- STATED EXERCISE -
Copy out all of the data below word for word, leaving out the pictures.

- LISTING -

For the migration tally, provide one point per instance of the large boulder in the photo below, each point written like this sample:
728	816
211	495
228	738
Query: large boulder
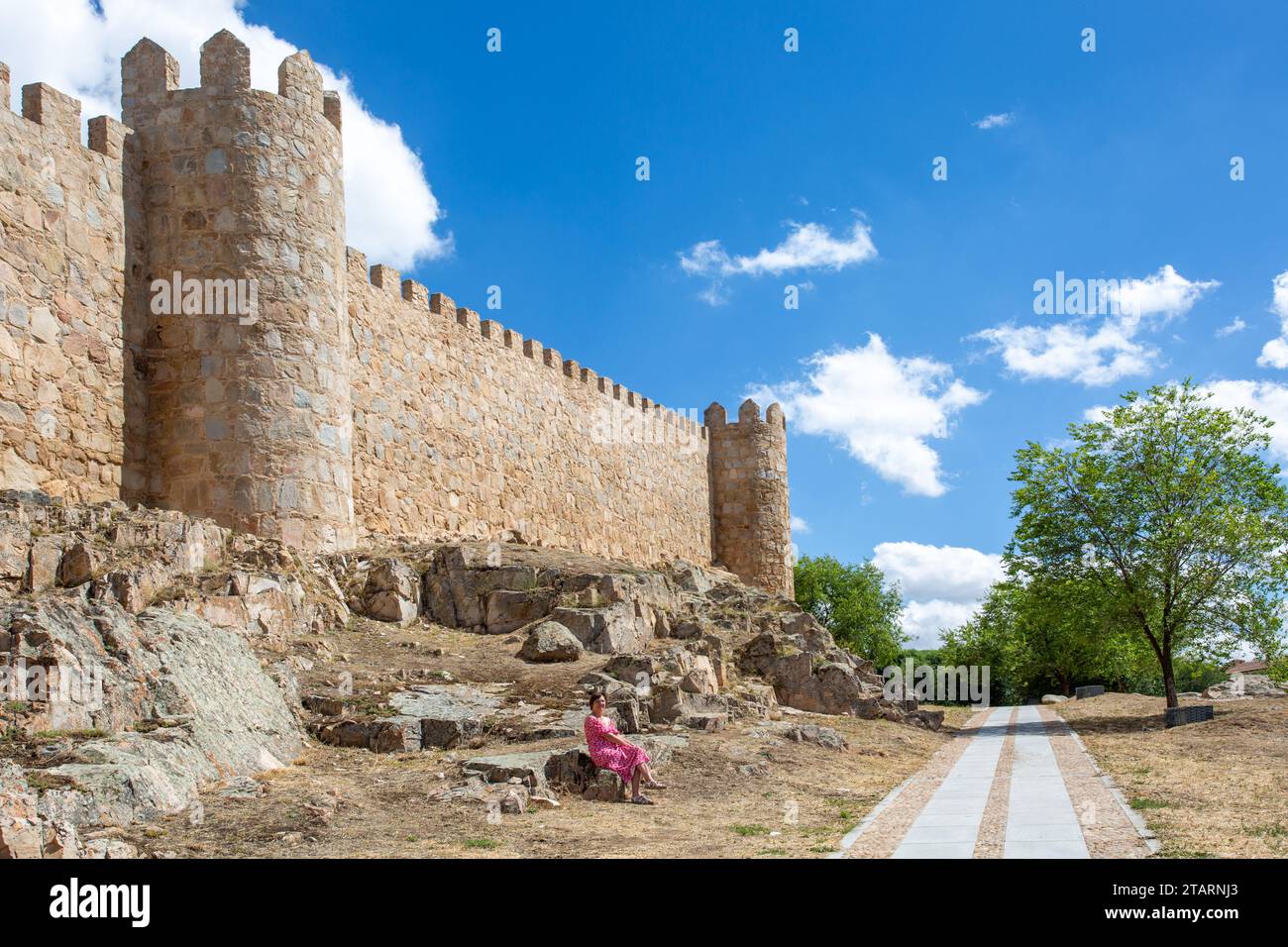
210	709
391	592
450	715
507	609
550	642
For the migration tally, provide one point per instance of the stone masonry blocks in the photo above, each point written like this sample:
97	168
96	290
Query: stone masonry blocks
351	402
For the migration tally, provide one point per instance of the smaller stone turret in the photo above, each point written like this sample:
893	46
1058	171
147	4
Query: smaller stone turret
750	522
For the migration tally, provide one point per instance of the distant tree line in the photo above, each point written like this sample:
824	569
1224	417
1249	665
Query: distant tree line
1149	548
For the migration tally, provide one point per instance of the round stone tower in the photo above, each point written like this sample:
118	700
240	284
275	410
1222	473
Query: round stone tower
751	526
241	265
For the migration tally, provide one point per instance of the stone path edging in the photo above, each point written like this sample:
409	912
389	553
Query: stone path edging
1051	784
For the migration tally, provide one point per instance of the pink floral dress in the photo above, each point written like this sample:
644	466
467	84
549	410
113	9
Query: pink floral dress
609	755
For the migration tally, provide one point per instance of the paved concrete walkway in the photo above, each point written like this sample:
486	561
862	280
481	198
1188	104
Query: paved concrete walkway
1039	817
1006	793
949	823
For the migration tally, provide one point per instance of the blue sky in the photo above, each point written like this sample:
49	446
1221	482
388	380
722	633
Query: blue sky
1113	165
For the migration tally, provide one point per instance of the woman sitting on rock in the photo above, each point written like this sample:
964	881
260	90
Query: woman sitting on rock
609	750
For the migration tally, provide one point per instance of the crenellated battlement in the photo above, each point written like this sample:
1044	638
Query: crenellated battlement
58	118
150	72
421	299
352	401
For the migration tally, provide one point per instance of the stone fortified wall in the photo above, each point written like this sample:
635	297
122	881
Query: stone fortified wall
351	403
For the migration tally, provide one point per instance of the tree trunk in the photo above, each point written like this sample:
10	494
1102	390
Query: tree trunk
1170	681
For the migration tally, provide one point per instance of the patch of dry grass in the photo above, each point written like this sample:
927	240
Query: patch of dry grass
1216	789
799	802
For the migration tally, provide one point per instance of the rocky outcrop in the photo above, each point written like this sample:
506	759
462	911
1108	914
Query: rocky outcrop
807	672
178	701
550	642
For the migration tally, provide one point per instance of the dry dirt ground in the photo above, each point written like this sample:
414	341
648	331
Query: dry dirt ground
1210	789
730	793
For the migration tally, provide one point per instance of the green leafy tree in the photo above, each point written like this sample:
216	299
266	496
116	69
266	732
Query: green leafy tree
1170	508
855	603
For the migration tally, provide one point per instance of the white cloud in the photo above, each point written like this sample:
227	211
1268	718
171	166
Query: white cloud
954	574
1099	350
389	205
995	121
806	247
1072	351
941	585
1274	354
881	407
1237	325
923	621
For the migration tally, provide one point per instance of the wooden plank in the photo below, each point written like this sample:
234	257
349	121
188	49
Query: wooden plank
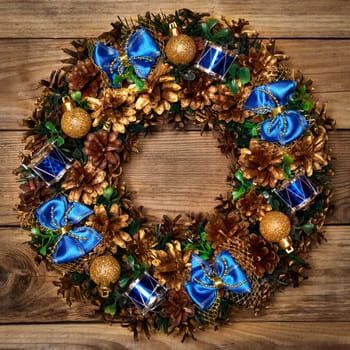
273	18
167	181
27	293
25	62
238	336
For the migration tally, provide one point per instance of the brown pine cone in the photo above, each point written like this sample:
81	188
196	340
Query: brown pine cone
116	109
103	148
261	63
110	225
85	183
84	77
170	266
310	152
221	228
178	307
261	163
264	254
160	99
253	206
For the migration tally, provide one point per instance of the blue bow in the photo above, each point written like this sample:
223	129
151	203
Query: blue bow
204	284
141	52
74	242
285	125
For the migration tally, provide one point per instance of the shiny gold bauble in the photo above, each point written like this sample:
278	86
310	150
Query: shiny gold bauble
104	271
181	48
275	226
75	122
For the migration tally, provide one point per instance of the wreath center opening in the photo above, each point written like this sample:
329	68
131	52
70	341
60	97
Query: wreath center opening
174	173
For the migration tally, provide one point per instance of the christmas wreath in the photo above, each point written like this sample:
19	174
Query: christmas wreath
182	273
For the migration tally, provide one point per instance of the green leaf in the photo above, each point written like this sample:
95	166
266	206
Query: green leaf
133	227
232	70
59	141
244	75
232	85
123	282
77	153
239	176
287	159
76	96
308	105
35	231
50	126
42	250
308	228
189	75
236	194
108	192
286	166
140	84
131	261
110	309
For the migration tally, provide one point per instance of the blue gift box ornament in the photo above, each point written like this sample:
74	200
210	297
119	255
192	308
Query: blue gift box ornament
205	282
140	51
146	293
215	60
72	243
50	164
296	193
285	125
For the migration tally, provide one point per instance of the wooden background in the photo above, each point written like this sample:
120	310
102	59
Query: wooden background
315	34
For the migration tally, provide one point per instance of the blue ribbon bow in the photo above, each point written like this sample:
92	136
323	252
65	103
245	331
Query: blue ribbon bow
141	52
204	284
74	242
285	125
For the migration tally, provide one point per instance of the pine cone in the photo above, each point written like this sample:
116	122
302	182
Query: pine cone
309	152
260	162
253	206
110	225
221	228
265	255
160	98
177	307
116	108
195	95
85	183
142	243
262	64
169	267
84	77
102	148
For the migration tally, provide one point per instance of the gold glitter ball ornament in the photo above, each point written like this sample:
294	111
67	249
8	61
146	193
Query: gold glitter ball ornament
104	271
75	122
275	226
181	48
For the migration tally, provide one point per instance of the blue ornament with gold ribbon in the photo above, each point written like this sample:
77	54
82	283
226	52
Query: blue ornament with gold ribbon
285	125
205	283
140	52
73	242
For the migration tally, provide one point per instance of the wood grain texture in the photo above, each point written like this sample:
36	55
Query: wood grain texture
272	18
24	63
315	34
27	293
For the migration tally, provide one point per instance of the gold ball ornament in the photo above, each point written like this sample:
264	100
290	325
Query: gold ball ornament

- EXPECTED OUTPUT -
For the migration tally, provide one point per instance of the large boulder in the photo below, each point written like this sample:
728	816
211	495
228	738
Query: large boulder
210	709
391	592
450	715
507	609
550	642
For the migration tally, provide one point per instance of the stone masonry blocks in the photo above, each point written like this sample:
97	168
96	290
Query: stone masonry blocks
351	402
For the migration tally, provide one point per instance of the smaller stone turret in the photo above, each point written like this sample:
893	46
1058	171
147	4
Query: smaller stone turret
750	522
For the migration tally, provide one point per instance of the distant tree line in the photo above, each point written like this sample:
824	569
1224	417
1249	665
Query: distant tree line
1149	548
For the migration tally, provide one point per instance of the round stone tower in the photo above, each point written like this sample:
118	700
240	284
275	410
1222	473
Query: round stone tower
751	526
241	265
For the migration tally, provide one point per instance of the stone path edging in the photo above, each point written like this sample:
409	912
389	553
Query: stone path edging
1051	784
For the migration tally, provide one point per instance of the pink floral dress in the photo above, each point written like this sample:
644	466
467	84
549	410
113	9
Query: pink floral dress
609	755
For the migration tally, provide one point per instance of the paved concrete walkway in the photo above, each point written like this sample:
486	561
862	280
481	198
1188	104
Query: paved concrete walkway
1039	817
1006	793
949	823
For the migration tally, provide one point per instance of the blue sky in the photo above, each point written like this sample:
49	446
1221	482
388	380
722	633
Query: blue sky
1113	165
For the migration tally, provide one point per instance of the woman sitting on rock in the photo above, each point written like this sample:
964	881
260	90
Query: woman sitting on rock
609	750
For the migration tally, provide one point per instance of the crenellated battlement in the photo above, each point written like this sample:
1044	638
Query: crenellated battlement
58	118
150	72
421	299
352	401
For the migration tally, provide one point per instance of the stone fortified wall in the photo above, each point written like this sample:
635	297
122	881
Query: stone fortified wall
351	403
For the migration tally, provide one point per instance of the tree trunk in the photo above, each point written like this sample:
10	494
1102	390
Query: tree trunk
1170	681
For the migration tally, provide one point per instance of the patch of dry grass in the photo above, each point written like this sample:
927	240
Query: patch of dry grass
1216	789
799	802
For the migration tally, provide one point per instance of the rocky outcrop in the photo above, each point written like this sample:
506	759
462	911
1108	914
Query: rocky outcrop
807	672
178	701
550	642
For the migration tally, provide one point per instance of the dry dirt ground in the photo above, each point written like this sample:
414	341
648	331
Query: dry dirt ground
1210	789
730	793
For the migration tally, provide one point per instance of the green leafy tree in the photo above, each point written like this sample:
216	299
266	496
116	69
266	732
Query: green leafy tree
1170	508
855	603
For the migration tally, provide one point per instance of the white cloud in the photo above, each point written like this sample:
227	211
1268	718
171	166
Query: white cloud
954	574
1099	350
389	205
995	121
806	247
1072	351
941	585
1274	354
881	407
1237	325
923	621
For the migration tally, provide one point per instance of the wooden plank in the photo below, each point written like this sample:
234	257
349	121
188	49
Query: wooden plank
273	18
167	181
27	293
25	62
238	336
For the migration tally, provide one point per instance of the brown pine cone in the photo above, each point written like this sample:
81	188
196	340
Query: brown pine cone
116	109
103	148
261	63
110	225
85	183
84	77
170	266
310	152
221	228
178	307
261	163
264	254
160	99
253	206
For the migration tally, provide one point per instance of the blue bow in the photo above, each point written like this sample:
223	129
151	203
Query: blue bow
204	284
141	52
74	242
285	125
For the migration tally, provide one point per instance of the shiny gold bauble in the photo above, each point written like this sample:
278	86
310	150
Query: shiny gold bauble
104	271
181	48
275	226
75	122
For the migration tally, provide one point per instance of the wreath center opening in the photo above, each point written like this sample:
329	68
131	52
70	341
60	97
Query: wreath center opening
174	173
For the migration tally, provide one point per instance of the christmas wreath in the photo above, each point written like this sample:
19	174
Query: christmas wreath
182	273
For the migration tally, provide one point per instance of the green leaf in the photo above, each point written like this sample:
95	166
266	206
Query: green leaf
133	227
232	70
59	141
244	75
232	85
123	282
77	153
239	176
287	159
76	96
308	105
35	231
50	126
42	250
308	228
189	75
236	194
108	192
286	166
140	84
131	261
110	309
For the migration tally, provide one point per instance of the blue gift box ornament in the photo above, each point written like this sample:
74	200
210	297
119	255
192	308
Query: blue gift box ornament
205	282
140	51
146	293
215	60
72	243
50	164
296	193
285	125
For the migration tally, provide one point per instance of the wooden background in the photo above, each point written like this sample:
120	310
102	59
Query: wooden background
315	34
For the migration tally, provide one point per instance of the blue ribbon bow in the photo above, each point written like this sample:
92	136
323	252
65	103
245	331
Query: blue ribbon bow
141	52
204	284
74	242
285	125
For the migration tally, provide one point per instance of the pine cone in the photo above, each point written like this sample:
116	122
302	182
Query: pine cone
309	152
260	162
253	206
110	225
221	228
265	255
160	98
177	307
116	108
195	95
85	183
142	243
262	64
169	267
84	77
102	148
For the migration tally, provide one point per instance of the gold glitter ball ornament in the photo above, each point written like this sample:
294	111
67	249
8	61
146	193
Query: gold glitter ball ornament
104	271
75	122
275	226
181	48
For the migration tally, provide one point per instance of the blue ornament with gold ribbon in the photo above, each point written like this sample:
77	54
82	283
226	52
Query: blue ornament with gold ribbon
285	125
205	283
140	52
73	242
For the migration tally, provide one point per instance of the wood grain texture in the photo above, each point written like this sample:
36	55
Query: wood grain texture
272	18
24	63
315	34
27	293
For the migration tally, provide one point per instance of the gold ball ornament in the photo above, each point written like this sample:
264	100
290	325
Query: gold ball ornament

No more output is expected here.